Data entries:

——————

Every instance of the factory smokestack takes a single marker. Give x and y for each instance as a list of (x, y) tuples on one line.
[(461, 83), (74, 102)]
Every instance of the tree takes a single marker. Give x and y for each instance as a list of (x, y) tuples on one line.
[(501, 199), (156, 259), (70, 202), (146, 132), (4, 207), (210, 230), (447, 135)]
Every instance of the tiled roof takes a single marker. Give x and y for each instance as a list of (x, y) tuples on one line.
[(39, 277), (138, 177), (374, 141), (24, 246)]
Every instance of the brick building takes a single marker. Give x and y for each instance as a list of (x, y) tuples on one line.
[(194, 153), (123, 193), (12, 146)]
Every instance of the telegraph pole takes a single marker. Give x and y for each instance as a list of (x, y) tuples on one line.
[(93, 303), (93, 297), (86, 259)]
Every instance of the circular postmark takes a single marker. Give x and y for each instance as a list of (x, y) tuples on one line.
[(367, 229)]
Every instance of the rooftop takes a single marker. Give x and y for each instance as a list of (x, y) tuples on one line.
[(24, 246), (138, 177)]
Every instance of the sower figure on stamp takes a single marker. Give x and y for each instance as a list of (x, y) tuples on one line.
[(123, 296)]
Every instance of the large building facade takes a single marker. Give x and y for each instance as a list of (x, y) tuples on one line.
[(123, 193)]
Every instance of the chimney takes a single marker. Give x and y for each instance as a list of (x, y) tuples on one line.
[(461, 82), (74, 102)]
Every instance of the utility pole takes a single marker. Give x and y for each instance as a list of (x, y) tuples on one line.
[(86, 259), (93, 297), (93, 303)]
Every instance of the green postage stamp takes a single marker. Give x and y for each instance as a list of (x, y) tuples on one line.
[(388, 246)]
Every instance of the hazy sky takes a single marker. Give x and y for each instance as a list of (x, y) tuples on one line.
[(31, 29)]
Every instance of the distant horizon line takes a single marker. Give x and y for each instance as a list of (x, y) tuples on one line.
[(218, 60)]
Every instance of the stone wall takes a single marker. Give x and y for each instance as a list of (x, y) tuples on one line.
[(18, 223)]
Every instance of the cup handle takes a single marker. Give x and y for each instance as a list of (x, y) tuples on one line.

——————

■ About this task ■
Write out the entries above once more, without altering anything.

■ Exercise response ■
Every instance of the factory smokestack takes a single marker. Give x and y for each instance as a list of (x, y) tuples on one line.
[(461, 83), (74, 102)]
Every instance of the tree takes a single marker. Give x and y for each instance as a list of (x, y) tuples on one line.
[(501, 199), (156, 259), (70, 202), (146, 132), (4, 207), (210, 230), (447, 135)]
Every instance of the tiled roof takes a single marker. Give x and y for each instance as a list of (x, y) tuples on one line.
[(39, 277), (138, 177), (374, 141), (24, 246)]
Every instance of the brick building takes a single marker. Give x and y for each instance as a list of (x, y) tuples on one line.
[(194, 153), (123, 193), (12, 146)]
Every instance of the telegraph pole takes a single marker. Give x and y for each instance as a list of (x, y) tuples on one line.
[(93, 303), (93, 297), (86, 259)]
Every instance of the circular postmark takes a single marker. Give x and y for each instance as a list of (x, y) tuples on one line.
[(367, 229)]
Every instance of the rooftop takes a single marker. Give x and y for each instance as a list of (x, y) tuples on one line.
[(24, 246), (138, 177)]
Every instance of the sower figure on stamp takes a single marker. Give x and y for each instance as a list of (x, y) tuples on one line.
[(123, 296)]
Every instance of the large building facade takes a single marker. Give x and y for each instance as a list of (x, y) tuples on one line.
[(123, 193)]
Every instance of the chimney takes a single marker. Give x and y for each instance as a list of (x, y) tuples on one line.
[(461, 82), (74, 102)]
Every instance of the utility pole takes a single marker. Give x and y for each instance as a list of (x, y) tuples on one line.
[(86, 259), (93, 297), (93, 303)]
Every instance of the green postage stamp takes a single marker. Give x and y for each instance as a list of (x, y) tuples on one line.
[(388, 246)]
Every instance of the hazy sky takes a single marker. Give x and y for each instance as a list of (x, y) tuples on one line.
[(31, 29)]
Every instance of the distant horizon line takes a single marker. Give x and y for each instance as a list of (x, y) tuples on one line.
[(218, 60)]
Every instance of the stone wall takes a single marker. Give x and y for each instance as a list of (x, y) tuples on one line.
[(18, 223)]
Every instance of the cup handle takes a single marker. Give x and y for each instance as a list of (x, y) tuples on one line.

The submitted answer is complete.